::: Bloc de texte :::
Mais c'est le contraire qui arriva.

Tout d'abord, il était soutenu que le Gouvernement avait glissé cette disposition, qui serait attentatoire aux libertés, dans la Loi de finance pour mieux la masquer mais qu'elle est sans rapport, ce qui est contraire à la méthode constitutionnellement requise dans l'art législatif. Le Conseil rejette cette critique car c'est pour lutter contre la fraude fiscale et améliorer le recouvrement de l'impôt que ces informations sont collectées, but financier de l'Etat qui justifie une place dans une Loi de finance. 

Substantiellement, s'il est vrai que le Conseil constitutionnel, par sa décision du 29 décembre 2019, Loi de finance pour 2020, déclare la loi contraire à la Constitution, ce n'est que sur une modalité accessoire du dispositif. En effet une disposition spécifique prévoyait la possibilité d'utiliser une majoration de 40% pour défaut ou retard de production de déclaration pour la recherche de manquement, ce qui est disproportionné. Mais cela ne touche en rien l'ensemble du dispositif qui est quant à lui validé dans son principe et dans son organisation technique.

Il est particulièrement important dans l'équilbre que le Conseil pose et les conséquences probatoires qu'il implique.

En effet et à la base, il y a le principe constitutionnel de la liberté d'expression, en ce que celle-ci est à la racine de la Démocratie. Lorsque les internautes postent des informations sur l'espace numérique publique, c'est un acte de cette nature et de cette portée. Ensuite, l'objet ainsi produit, l'information qui les concerne, la "donnée à caractère personnelle", est elle-aussi l'objet d'une protection constitutionnelle. En effet le droit à la vie privée est de valeur constitutionnelle et vient protéger également la personne.

Face à ces deux sources fondamentales, le Législateur et l'Etat qui captent des données sont qualifiés comme "y portant atteinte". Ce n'est pas pour autant qu'ils ne sont pas légitimes à le faire. Mais ils doivent se justifier. C'est avant tout un système probatoire que le Conseil constitutionnel met en place. Tandis que la personne n'a pas à justifier l'usage qu'elle fait de sa liberté (d'expression) et de son droit (sur ses données), le Législateur doit justifier l'atteinte légitime qu'il y porte par un triple test : nécessité, ordre public, modalités adéquates et proportionnées.

 

I. CONFIRMATION DU NIVEAU CONSTITUTIONNE DU DROIT A LA PROTECTION DES DONNEES A CARACTERE PERSONNEL, S'ANCRANT DANS LA LIBERTÉ D'EXPRESSION, ET CONDITIONS CONSTITUTIONNELLES POUR Y PORTER LEGITIMEMENT ATTEINTE : NÉCESSITÉ, MOTIF D'INTERET GENERAL ET MISE EN OEUVRE ADEQUATE ET PROPORTIONNEE 

Le Conseil constitutionnel s'appuie sur l'article 2 de la Déclaration des droits de l'Homme de 1789, lequel vise d'une façon très générale quatre droits dont les personnes sont titulaires et que toute organisation politique vise à protéger : "la liberté, la propriété, la sûreté, et la résistance à l'oppression". De cette "liberté" si généralement visée, la jurisprudence constitutionnelle a tiré de nombreuses libertés plus précises et de nombreux droits.
::: Lignes de données :::
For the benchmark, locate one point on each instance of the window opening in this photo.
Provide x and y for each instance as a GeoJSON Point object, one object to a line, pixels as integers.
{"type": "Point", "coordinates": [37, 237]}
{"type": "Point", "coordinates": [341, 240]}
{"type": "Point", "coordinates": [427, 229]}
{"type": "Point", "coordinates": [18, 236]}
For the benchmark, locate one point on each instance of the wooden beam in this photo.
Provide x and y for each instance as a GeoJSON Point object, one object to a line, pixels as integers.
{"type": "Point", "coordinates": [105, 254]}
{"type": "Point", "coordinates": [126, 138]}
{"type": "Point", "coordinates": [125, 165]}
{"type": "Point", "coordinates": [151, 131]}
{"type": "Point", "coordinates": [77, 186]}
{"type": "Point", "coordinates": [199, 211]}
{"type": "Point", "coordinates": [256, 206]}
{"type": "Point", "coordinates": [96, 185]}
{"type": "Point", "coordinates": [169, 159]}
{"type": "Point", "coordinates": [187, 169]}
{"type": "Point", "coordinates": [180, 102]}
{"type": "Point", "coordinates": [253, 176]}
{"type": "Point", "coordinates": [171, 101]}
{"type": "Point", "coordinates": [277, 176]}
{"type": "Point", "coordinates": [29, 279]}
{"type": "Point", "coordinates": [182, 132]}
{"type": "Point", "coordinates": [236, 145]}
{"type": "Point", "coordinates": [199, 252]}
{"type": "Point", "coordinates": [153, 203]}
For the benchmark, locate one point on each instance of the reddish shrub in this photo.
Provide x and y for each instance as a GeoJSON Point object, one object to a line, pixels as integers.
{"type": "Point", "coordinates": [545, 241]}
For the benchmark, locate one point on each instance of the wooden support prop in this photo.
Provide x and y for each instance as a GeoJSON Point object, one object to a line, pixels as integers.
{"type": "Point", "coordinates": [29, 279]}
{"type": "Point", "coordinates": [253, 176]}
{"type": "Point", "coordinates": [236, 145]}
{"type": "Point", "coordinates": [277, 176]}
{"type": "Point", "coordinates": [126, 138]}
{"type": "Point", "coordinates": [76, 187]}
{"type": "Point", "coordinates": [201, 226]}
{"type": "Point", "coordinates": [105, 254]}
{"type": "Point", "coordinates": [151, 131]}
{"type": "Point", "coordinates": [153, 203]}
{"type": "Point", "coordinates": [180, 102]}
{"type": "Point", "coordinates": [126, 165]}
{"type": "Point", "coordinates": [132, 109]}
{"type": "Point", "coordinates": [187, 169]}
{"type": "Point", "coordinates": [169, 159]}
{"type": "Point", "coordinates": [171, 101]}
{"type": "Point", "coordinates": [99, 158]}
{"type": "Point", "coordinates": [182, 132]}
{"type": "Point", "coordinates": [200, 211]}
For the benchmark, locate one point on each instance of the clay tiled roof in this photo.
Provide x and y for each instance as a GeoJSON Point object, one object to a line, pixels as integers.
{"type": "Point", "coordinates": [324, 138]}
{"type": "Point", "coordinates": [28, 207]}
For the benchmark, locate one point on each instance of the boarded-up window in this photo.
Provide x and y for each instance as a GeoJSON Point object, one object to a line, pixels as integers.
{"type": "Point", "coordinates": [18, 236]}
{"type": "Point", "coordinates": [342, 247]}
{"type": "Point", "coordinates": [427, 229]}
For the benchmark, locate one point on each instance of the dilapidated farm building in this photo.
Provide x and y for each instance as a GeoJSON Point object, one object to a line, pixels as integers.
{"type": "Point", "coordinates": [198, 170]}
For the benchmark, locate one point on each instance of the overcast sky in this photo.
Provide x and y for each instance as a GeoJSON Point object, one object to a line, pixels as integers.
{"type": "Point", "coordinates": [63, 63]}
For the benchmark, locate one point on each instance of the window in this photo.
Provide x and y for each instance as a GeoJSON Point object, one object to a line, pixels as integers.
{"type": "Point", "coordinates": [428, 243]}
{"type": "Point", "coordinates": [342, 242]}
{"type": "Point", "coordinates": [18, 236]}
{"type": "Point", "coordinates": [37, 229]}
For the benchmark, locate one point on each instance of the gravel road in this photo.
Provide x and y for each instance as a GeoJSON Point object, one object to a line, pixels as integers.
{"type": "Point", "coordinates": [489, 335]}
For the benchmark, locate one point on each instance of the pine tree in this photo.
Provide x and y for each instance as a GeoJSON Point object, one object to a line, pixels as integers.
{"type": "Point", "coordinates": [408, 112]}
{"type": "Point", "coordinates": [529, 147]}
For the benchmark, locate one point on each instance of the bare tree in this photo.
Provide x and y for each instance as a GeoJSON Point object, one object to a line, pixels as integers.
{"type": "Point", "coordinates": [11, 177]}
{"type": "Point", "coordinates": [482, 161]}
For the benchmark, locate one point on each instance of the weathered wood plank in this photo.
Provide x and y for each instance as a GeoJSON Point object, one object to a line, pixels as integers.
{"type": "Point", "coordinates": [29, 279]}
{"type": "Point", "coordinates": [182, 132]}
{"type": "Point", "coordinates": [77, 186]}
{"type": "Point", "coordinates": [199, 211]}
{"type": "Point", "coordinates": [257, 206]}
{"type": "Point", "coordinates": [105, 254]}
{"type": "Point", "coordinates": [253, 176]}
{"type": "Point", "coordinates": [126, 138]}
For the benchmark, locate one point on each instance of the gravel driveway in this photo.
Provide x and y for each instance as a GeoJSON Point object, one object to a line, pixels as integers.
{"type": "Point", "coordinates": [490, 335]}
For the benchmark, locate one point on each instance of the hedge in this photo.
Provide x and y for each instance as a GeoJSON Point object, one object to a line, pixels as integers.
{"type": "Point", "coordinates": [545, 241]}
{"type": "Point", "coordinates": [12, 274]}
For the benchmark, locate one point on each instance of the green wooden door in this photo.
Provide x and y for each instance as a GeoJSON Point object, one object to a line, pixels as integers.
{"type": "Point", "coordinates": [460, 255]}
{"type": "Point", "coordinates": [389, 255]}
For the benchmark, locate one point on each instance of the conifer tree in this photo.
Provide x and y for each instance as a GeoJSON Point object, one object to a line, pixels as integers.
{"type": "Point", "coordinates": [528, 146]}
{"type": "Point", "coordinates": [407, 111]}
:::
[Consigne]
Poursuivez, s'il vous plaît, le texte sur la décision du Conseil constitutionnel en reprenant juste après sa dernière phrase. Ces lignes proviennent d'une source différente de celle du texte.

[Réponse]
Ainsi, le Conseil constitutionnel pose que la liberté de communication y est incluse ainsi que le "droit au respect de la vie privée". Par un raisonnement en poupée russe, dans ce droit au respect de la vie privée, le droit à la protection de ses "données personnelles", lui-même inclus dans le "droit au respect de la vie privée" est de valeur constitutionnelle.

En outre le Conseil se référence à l'article 11 de la Déclaration de 1789 qui se référe à la "liberté d'expression" et sa décision insiste spécifiquement sur le lien entre celle-ci et le mécanisme démocratique. Il le fait dans ces termes : " la liberté d'expression et de communication est d'autant plus précieuse que son exercice est une condition de la démocratie et l'une des garanties du respect des autres droits et libertés."Le Conseil souligne d'une façon pédagogique que si le Parlement a la tâche de veiller à garantir les droits (article 34 de la Constitution), ceux-ci présuppose ce fonctionnement démocratique, lequel dépend de la liberté d'expression.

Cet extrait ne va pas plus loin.